Could you write out the opening lines of the data, word for word, stopping after the line that contains "[(519, 243), (119, 69)]"?

-------- STUDY MATERIAL

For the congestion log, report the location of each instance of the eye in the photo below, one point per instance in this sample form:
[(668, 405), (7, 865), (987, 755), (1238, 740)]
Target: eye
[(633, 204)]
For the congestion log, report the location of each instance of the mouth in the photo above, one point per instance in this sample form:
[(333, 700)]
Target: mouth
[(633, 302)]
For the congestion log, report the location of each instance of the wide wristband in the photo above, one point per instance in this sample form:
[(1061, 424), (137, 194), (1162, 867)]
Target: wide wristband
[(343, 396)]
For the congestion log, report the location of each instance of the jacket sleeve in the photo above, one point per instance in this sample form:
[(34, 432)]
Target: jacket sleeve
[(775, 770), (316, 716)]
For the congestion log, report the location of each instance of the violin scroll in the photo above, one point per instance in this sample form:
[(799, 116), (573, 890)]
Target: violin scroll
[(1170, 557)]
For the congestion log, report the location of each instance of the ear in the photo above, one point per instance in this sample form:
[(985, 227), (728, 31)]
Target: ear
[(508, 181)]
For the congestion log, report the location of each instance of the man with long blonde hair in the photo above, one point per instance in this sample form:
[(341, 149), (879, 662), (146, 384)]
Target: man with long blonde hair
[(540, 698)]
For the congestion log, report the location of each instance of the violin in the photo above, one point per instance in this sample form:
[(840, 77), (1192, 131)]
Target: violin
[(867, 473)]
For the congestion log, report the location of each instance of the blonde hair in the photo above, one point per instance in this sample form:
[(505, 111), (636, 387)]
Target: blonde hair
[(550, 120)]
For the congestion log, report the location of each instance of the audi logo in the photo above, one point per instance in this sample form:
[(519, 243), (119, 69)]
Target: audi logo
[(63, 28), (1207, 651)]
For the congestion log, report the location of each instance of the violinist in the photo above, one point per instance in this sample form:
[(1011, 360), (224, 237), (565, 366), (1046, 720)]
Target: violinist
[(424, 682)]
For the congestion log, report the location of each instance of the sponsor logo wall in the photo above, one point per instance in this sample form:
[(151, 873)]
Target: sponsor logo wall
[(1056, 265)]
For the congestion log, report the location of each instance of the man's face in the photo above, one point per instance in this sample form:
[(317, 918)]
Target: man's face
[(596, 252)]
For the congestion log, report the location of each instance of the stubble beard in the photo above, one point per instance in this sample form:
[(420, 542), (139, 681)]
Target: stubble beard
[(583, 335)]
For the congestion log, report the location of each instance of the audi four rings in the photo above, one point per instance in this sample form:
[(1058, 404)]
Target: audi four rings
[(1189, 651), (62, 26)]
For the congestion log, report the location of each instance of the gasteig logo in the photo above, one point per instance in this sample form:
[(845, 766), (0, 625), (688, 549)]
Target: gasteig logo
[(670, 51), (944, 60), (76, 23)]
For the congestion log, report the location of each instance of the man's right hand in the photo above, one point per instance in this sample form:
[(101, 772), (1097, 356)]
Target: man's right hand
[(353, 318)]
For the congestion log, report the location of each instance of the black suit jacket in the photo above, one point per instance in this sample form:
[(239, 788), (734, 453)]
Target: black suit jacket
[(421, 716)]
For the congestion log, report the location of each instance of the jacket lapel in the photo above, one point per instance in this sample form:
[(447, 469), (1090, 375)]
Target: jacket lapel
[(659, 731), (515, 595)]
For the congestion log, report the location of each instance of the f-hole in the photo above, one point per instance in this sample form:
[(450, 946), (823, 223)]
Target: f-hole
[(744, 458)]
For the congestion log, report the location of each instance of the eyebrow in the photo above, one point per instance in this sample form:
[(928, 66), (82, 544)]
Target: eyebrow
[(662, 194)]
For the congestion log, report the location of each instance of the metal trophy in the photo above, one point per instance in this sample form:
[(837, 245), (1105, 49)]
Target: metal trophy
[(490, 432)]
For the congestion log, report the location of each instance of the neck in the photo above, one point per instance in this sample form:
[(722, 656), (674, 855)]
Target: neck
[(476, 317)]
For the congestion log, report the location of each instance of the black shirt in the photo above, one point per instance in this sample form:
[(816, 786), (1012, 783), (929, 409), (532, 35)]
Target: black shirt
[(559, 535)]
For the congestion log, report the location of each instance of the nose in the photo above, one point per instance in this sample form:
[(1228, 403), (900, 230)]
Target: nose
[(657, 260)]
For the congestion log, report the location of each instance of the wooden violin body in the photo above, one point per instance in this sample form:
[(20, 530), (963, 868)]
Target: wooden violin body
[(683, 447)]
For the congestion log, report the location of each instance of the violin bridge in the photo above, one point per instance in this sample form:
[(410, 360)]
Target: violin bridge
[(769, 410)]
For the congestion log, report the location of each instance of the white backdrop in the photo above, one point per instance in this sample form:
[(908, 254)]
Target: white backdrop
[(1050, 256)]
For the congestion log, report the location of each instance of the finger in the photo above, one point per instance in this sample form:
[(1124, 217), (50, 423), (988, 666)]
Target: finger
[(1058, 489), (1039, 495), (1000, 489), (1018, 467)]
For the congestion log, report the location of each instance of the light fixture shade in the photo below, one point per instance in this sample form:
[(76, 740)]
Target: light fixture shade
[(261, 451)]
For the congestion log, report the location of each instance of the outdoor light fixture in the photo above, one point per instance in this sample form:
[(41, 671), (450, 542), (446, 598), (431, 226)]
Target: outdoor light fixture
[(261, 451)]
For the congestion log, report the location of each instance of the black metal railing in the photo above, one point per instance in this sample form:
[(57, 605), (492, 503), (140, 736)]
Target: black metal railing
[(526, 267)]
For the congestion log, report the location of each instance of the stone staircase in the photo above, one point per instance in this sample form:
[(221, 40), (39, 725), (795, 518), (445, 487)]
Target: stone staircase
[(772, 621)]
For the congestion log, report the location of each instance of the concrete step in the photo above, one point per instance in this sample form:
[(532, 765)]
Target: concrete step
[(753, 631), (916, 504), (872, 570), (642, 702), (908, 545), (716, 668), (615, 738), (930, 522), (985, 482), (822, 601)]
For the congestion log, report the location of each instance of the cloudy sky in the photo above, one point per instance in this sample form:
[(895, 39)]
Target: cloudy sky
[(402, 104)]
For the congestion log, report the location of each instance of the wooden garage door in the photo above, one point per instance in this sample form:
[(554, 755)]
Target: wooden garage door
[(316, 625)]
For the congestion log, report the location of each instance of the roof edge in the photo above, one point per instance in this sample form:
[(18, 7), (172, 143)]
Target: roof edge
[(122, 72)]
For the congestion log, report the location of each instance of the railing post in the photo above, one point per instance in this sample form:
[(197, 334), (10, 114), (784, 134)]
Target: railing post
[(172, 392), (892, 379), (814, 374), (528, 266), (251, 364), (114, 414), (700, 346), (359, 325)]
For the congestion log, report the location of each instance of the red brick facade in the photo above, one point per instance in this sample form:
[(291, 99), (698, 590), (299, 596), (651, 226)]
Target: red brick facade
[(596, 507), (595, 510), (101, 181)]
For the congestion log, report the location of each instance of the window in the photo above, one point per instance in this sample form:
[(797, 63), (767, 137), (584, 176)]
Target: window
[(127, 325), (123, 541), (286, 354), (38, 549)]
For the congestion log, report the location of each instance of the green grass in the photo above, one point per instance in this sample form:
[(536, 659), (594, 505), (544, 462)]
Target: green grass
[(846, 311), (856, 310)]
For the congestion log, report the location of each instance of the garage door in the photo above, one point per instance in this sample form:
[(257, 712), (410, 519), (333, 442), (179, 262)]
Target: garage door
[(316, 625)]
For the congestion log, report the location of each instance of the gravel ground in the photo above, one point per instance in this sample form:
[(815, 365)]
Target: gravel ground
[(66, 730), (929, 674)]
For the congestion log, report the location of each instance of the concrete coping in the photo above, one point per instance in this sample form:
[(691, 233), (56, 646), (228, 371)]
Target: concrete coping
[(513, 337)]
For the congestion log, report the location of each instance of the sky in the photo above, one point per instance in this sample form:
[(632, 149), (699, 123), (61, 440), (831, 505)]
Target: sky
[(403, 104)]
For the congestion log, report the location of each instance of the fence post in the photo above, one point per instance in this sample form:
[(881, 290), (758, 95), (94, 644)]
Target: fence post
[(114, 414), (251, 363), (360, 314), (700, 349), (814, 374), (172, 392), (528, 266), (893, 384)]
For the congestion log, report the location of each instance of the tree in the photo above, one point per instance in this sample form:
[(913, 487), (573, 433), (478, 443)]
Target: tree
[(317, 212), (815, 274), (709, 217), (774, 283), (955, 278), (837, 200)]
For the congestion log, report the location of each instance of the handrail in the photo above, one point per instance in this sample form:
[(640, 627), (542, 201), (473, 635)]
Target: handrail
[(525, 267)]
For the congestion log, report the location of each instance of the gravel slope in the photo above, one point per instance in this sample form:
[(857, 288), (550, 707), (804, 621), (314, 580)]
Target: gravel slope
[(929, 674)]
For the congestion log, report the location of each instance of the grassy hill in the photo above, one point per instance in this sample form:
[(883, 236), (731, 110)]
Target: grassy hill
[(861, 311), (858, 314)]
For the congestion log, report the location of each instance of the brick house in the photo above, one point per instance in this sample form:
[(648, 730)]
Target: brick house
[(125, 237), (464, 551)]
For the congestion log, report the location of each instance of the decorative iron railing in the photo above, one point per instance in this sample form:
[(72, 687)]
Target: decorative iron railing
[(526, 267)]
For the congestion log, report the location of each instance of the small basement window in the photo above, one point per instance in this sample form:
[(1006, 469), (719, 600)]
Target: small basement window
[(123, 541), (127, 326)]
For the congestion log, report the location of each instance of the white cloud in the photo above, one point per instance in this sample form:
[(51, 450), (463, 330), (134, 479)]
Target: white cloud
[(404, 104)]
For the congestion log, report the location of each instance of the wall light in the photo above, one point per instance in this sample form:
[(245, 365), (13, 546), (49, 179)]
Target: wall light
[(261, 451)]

----------------

## RESULT FOR THIS TASK
For the congestion log, report the location of each instance of the eye in the photo below, one point per instance in this sample form:
[(668, 405), (7, 865), (987, 755), (1238, 740)]
Target: eye
[(633, 204)]
For the congestion log, report the location of each instance of the mouth in the photo above, one point per instance in this sample form:
[(333, 700)]
Target: mouth
[(633, 302)]
For the congestion log, report the location of each instance of the wide wristband in the photo above, one point per instance in this sample form:
[(1061, 424), (137, 194), (1162, 867)]
Target: wide wristband
[(343, 396)]
For the congestion log, report the location of each instance of the jacket sleeve in the photo above, one point per instance in this sample form:
[(34, 432)]
Target: jacket sleeve
[(775, 770), (316, 716)]
For the congestion log, report the location of each instance of the violin scroll in the photo above, one point per instance in this sample form:
[(799, 116), (573, 890)]
Target: violin scroll
[(1170, 557)]
For the congestion log, report the location of each instance of the ear in the photo above, one point per instance in this sample form:
[(985, 227), (728, 31)]
Target: ear
[(508, 181)]
For the congestion log, report the location of each instance of the man with long blonde hair in the photo above, one point per instance in this sample form:
[(341, 149), (879, 662), (146, 384)]
Target: man with long blonde hair
[(540, 698)]
For the congestion log, report the location of each instance of the violin in the photo above, one point per instance in this sample form:
[(840, 77), (1192, 131)]
Target: violin
[(867, 473)]
For the congestion log, report the location of each instance of the blonde hair in the photo above, one point per instance in this sample form:
[(505, 111), (636, 387)]
Target: blonde hair
[(550, 120)]
For the congestion log, report the location of each instance of the audi logo in the photo above, one point per instance in this sample form:
[(519, 243), (119, 69)]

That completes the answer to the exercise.